→ Task goal
Print every entry below again. Nothing may differ from the original.

→ Information
- Opening Delimiter -
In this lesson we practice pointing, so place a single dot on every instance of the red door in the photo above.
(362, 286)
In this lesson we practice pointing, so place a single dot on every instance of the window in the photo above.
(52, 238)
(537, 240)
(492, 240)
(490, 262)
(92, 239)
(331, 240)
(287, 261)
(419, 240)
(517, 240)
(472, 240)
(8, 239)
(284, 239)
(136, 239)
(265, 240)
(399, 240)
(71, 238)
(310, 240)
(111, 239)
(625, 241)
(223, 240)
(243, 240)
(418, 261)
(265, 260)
- Closing Delimiter -
→ Exercise answer
In this lesson we practice pointing, so place a single dot on every instance of the red door in the photo above.
(362, 286)
In this lesson we practice pointing, so place a single dot on every instance of the window in the photo above.
(52, 238)
(537, 240)
(492, 240)
(490, 262)
(92, 239)
(331, 240)
(287, 261)
(419, 240)
(517, 240)
(472, 240)
(8, 239)
(284, 239)
(136, 239)
(265, 240)
(399, 240)
(71, 238)
(310, 240)
(111, 239)
(625, 241)
(223, 240)
(243, 240)
(418, 261)
(265, 260)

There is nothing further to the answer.